**What to produce:** Look through the entries below for the string "jeans", and copy each line where it is found.

**Extracted information:**
++++++++
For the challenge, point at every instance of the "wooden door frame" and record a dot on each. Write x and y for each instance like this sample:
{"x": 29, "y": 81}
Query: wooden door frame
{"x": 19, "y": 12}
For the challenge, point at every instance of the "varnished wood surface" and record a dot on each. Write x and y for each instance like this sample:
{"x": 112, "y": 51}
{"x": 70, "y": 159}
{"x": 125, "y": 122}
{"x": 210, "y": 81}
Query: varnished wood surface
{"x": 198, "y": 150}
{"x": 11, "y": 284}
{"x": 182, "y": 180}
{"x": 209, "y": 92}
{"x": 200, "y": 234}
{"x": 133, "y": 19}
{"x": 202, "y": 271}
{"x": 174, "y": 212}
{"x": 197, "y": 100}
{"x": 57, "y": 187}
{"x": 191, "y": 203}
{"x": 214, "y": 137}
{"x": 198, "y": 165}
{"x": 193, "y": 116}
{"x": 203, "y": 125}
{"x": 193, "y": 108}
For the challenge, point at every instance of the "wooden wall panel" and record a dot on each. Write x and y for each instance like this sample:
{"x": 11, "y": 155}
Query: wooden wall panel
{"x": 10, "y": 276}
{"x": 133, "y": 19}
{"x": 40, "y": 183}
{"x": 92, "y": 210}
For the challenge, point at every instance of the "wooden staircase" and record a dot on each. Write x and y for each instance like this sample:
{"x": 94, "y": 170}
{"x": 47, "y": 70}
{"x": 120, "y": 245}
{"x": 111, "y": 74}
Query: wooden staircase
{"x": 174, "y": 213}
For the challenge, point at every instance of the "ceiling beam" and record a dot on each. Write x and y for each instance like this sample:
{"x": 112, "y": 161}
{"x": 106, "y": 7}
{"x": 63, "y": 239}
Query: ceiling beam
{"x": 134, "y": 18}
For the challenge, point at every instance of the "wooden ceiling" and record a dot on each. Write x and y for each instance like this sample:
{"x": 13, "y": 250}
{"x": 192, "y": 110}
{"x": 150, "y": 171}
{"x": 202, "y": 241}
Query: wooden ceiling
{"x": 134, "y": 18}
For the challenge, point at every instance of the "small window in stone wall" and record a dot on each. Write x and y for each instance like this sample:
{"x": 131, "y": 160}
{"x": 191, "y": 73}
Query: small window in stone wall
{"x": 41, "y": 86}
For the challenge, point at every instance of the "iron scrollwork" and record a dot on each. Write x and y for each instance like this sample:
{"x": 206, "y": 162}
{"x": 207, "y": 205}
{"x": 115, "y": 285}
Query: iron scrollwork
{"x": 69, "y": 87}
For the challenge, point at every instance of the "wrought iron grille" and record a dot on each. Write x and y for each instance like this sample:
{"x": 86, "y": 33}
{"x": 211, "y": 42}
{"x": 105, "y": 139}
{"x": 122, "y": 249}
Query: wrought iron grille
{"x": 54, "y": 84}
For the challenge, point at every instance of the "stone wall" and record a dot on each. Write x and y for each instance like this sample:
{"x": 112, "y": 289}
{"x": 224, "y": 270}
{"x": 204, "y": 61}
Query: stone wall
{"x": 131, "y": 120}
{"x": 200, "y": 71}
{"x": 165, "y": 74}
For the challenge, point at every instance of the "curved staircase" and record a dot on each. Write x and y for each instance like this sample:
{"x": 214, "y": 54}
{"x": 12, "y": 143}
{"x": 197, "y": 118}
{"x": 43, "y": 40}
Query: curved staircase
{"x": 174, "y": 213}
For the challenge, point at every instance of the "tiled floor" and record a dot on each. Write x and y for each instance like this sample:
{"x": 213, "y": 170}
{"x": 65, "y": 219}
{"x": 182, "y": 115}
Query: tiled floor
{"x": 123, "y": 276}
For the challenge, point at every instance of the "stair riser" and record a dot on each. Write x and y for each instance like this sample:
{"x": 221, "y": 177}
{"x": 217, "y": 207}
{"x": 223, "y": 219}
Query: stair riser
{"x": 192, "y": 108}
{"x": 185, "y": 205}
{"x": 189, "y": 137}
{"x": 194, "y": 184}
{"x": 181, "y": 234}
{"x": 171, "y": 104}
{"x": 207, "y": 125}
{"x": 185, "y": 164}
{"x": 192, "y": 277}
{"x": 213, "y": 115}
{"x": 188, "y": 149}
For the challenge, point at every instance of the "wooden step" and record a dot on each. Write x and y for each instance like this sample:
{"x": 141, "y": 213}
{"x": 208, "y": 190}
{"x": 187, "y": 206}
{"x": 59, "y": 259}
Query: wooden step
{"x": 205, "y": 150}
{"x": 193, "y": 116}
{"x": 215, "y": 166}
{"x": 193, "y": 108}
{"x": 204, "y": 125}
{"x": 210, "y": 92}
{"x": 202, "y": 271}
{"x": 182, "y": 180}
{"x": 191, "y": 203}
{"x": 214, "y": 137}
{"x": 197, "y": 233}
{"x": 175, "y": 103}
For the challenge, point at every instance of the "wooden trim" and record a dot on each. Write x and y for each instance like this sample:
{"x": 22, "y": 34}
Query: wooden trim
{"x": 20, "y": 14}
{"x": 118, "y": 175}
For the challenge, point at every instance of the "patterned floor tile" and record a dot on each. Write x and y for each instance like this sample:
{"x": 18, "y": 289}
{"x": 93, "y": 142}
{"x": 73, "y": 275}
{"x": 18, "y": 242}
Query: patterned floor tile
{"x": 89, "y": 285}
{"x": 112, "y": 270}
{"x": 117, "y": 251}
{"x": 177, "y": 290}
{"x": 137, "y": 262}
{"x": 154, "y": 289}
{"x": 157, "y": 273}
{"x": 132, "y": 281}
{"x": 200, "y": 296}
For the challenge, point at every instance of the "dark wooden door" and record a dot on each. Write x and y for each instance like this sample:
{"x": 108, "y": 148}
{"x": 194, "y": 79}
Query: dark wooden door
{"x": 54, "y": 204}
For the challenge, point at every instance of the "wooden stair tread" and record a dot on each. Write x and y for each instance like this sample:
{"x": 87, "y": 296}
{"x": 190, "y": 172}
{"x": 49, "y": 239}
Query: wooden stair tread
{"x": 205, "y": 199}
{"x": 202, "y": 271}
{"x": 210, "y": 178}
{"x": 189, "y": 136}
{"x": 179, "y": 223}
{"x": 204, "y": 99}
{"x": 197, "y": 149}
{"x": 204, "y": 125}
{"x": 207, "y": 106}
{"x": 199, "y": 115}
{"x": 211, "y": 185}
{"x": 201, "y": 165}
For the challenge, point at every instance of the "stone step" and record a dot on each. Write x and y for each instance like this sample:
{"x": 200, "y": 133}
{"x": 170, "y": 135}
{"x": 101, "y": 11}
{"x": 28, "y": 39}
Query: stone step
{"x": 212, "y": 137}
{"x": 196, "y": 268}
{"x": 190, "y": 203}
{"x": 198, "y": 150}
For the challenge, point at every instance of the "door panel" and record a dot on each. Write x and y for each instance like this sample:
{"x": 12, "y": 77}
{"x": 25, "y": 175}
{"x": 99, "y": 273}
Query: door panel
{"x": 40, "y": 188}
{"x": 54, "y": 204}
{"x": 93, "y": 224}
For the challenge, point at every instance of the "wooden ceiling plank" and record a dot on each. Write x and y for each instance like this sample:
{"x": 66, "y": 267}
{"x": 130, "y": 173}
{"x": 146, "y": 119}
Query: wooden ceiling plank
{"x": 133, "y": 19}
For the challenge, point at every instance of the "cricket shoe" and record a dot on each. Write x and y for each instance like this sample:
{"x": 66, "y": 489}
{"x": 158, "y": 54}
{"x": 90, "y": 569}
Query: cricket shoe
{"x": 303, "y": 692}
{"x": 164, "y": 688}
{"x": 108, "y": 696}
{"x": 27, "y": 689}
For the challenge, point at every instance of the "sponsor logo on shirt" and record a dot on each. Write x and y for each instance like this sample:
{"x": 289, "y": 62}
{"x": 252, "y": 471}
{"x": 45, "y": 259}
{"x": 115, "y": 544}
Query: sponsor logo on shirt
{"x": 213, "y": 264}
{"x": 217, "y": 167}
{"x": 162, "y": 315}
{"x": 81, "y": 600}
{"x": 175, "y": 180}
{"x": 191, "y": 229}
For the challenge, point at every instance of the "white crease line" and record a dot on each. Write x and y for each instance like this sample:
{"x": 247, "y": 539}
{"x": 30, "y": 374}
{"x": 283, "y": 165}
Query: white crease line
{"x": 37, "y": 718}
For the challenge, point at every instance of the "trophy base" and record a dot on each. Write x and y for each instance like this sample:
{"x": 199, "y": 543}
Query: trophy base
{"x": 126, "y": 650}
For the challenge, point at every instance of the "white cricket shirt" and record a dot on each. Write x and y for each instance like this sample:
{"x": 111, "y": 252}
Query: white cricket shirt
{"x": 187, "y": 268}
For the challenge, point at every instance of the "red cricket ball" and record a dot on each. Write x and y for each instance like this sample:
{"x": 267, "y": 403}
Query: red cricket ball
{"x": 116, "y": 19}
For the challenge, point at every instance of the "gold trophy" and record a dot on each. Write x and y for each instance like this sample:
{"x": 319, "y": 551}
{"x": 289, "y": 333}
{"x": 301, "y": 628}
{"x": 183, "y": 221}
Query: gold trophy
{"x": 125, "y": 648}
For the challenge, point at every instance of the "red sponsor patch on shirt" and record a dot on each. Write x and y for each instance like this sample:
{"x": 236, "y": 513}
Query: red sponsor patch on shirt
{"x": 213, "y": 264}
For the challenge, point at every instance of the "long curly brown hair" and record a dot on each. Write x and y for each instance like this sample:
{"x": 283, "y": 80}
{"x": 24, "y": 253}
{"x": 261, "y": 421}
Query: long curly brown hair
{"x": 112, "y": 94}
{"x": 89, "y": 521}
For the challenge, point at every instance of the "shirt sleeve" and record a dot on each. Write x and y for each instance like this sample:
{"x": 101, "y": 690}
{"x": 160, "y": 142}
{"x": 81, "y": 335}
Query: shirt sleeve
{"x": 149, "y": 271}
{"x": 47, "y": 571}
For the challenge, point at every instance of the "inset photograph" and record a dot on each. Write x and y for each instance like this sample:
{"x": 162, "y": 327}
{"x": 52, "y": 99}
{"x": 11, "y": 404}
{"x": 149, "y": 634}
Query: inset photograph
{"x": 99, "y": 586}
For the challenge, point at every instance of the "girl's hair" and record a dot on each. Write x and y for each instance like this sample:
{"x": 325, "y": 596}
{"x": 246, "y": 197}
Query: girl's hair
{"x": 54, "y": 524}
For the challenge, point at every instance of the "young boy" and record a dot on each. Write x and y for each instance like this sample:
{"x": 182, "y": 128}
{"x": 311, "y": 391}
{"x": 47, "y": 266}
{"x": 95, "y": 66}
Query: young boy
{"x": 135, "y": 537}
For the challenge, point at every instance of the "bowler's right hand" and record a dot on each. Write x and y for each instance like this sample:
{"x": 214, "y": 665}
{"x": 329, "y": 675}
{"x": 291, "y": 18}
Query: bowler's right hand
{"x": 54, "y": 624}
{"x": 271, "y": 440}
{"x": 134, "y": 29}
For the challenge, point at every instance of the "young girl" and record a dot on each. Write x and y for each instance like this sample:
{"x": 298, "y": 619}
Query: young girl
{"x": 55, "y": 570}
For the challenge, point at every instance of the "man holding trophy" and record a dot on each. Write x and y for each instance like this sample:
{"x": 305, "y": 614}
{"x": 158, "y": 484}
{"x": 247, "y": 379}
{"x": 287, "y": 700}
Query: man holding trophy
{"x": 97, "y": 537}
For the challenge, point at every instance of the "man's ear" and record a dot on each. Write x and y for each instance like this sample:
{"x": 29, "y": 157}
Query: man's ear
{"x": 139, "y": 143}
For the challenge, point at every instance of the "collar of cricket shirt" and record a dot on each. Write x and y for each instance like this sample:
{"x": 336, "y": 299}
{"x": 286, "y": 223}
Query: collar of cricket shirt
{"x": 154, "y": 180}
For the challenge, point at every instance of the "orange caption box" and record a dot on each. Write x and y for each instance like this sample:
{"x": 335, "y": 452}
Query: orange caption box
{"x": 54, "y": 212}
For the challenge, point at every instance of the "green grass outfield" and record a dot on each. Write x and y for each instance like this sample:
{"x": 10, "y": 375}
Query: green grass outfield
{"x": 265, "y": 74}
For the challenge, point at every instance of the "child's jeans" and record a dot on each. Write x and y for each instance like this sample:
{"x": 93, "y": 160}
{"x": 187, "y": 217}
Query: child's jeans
++++++++
**Written reply:**
For the challenge, point at every instance of the "child's jeans" and record a dot on each. Write x and y for each instance like this sample:
Query: child's jeans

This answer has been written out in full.